The answer should be each line from the entries below that has the word "appreciated" in it.

__EXERCISE DATA__
▬▬▬▬▬▬▬▬▬▬

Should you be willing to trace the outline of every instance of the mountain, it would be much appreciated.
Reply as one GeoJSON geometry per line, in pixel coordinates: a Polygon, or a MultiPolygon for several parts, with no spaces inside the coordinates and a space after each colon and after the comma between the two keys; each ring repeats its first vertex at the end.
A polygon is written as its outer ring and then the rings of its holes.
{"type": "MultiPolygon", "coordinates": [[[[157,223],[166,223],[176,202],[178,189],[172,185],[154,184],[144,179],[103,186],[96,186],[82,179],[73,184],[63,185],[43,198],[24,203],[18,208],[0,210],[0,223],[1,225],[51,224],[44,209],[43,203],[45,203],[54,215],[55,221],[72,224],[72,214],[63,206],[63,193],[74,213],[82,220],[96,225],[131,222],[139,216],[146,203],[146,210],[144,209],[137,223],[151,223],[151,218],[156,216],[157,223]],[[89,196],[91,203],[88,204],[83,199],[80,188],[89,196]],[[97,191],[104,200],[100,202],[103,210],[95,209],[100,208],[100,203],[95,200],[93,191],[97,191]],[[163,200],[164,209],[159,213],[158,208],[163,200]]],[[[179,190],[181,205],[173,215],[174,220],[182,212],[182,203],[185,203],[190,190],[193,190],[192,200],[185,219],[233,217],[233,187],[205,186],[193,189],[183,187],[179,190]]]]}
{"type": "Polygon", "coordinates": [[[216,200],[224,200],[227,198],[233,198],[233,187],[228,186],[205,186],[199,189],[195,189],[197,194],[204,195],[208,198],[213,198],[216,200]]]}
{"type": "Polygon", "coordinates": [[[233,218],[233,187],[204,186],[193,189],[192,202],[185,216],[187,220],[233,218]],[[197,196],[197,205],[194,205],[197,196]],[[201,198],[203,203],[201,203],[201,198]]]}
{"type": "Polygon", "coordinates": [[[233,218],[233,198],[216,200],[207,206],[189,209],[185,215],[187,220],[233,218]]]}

▬▬▬▬▬▬▬▬▬▬

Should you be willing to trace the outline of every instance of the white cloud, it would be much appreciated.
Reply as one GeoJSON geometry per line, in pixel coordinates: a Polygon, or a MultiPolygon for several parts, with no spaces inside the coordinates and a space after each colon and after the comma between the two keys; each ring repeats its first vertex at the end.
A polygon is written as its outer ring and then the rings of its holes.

▬▬▬▬▬▬▬▬▬▬

__EXPECTED ANSWER__
Should you be willing to trace the outline of every instance of the mountain, it would be much appreciated.
Should you be willing to trace the outline of every instance of the white cloud, it would be much appreciated.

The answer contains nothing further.